Activities:
• a. In the passage about why females outlive males, what divorce rate is given for swans?
• b. Pull out the stretch of the passage about why females outlive males from "In polygynous red" through "(See Table 1)", word for word.
• c. List each explanation the passage about why females outlive males mentions for why women live longer than men.

It's common knowledge that women live longer than men, but why? Some say testosterone makes men age quicker, while others blame evolutionary forces for weeding out males to conserve resources. Others yet think man's polygynous past has something to do with it. As Nature reports, Tim Clutton-Brock and Kavita Isvaran of Cambridge University in the United Kingdom have looked at data for a number of species to test the third hypothesis, and they found a surprising correlation:
In monogamous species, they found no consistent sex differences in breeding lifespans, annual rates of mortality or rates of ageing. But the more polygynous a species was, the more short-lived the male was likely to be, and the shorter their duration of effective breeding, the team reports in Proceedings of the Royal Society of London B 1.
In polygynous red deer, for example, males live 75% as long as females, and have an effective breeding period of less than half that of the females. In swans, which almost always pair for life (with only a 6% divorce rate), lifespans and effective breeding periods are nearly equal. (See Table 1)
According to Nature, the short lifespans of males in polygynous species could be a result of evolution favoring genetic traits that help males win fights, so they can breed with more females, over ones that help longevity. Stephen Stearns of Yale University explains, "The results can be simplified as fight hard, and not only die young but evolve to die young."

Stored data entries
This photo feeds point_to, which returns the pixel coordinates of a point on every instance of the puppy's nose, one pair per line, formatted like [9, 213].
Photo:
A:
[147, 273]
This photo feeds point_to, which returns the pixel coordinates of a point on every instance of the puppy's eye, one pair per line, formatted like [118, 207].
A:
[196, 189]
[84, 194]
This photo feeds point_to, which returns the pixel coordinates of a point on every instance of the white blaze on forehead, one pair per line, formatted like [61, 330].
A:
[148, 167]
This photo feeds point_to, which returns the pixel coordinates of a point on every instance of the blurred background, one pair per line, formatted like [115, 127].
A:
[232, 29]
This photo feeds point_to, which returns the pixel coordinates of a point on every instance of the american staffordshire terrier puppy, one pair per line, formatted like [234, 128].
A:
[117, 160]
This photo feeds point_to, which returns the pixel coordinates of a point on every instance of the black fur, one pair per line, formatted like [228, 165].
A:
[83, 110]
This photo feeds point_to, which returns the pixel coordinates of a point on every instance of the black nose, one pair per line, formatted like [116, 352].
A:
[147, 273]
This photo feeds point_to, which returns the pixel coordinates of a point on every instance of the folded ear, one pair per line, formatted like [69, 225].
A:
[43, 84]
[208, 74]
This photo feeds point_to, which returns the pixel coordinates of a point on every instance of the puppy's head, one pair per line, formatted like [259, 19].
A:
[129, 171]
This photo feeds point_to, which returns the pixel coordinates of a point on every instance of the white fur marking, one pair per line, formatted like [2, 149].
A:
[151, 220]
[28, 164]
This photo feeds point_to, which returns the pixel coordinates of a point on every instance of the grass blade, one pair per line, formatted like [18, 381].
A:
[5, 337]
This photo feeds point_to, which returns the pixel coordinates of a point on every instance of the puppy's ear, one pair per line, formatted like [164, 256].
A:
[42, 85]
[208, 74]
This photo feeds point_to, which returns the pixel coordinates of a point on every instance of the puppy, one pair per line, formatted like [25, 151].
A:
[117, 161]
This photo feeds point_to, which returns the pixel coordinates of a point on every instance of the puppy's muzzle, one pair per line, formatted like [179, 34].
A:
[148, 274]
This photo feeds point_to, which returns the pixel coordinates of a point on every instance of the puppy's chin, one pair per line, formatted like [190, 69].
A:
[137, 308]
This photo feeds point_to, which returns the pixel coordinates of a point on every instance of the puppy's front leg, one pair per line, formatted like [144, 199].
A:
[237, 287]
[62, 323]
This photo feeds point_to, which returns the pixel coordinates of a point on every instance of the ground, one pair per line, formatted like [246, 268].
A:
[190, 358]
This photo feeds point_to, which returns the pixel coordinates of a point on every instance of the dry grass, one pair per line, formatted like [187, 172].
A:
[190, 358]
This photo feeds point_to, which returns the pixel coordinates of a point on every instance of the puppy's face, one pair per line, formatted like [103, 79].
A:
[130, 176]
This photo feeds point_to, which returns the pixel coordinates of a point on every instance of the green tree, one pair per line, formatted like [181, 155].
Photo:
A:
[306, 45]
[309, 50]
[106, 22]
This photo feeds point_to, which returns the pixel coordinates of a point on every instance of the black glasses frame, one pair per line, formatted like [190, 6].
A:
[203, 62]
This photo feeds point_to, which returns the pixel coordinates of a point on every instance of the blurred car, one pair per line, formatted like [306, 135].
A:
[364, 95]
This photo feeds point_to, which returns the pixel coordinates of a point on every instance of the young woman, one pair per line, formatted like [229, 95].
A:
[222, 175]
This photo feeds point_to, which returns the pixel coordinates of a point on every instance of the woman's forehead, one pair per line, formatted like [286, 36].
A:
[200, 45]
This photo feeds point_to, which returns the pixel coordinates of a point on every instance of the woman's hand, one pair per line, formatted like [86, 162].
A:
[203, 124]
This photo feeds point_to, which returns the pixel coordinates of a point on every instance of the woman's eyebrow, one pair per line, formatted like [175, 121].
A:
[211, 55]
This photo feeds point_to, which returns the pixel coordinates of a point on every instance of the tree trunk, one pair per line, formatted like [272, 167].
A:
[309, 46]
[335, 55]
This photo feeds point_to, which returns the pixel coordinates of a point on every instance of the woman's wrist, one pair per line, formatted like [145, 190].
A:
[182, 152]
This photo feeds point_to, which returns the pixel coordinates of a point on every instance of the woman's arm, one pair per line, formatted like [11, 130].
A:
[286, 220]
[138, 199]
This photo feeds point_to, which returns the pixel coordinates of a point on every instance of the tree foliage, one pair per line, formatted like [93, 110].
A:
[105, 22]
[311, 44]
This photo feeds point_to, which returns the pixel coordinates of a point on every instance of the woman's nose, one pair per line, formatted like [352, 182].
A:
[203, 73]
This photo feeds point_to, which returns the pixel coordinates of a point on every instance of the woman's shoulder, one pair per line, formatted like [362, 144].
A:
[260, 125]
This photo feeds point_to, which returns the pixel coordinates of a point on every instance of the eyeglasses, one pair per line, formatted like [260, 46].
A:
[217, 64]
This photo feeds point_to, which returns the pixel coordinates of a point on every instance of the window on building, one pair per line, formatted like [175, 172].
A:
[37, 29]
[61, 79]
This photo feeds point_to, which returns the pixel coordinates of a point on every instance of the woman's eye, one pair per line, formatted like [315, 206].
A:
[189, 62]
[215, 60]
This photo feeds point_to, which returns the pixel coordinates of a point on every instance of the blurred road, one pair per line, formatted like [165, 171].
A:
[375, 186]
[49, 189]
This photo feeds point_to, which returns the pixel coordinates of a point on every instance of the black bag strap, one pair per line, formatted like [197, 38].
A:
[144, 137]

Solutions to each task:
• a. 6%

• b.
In polygynous red deer, for example, males live 75% as long as females, and have an effective breeding period of less than half that of the females. In swans, which almost always pair for life (with only a 6% divorce rate), lifespans and effective breeding periods are nearly equal. (See Table 1)

• c.
- Testosterone makes men age quicker.
- Evolutionary forces weed out males to conserve resources.
- Man's polygynous past has something to do with it.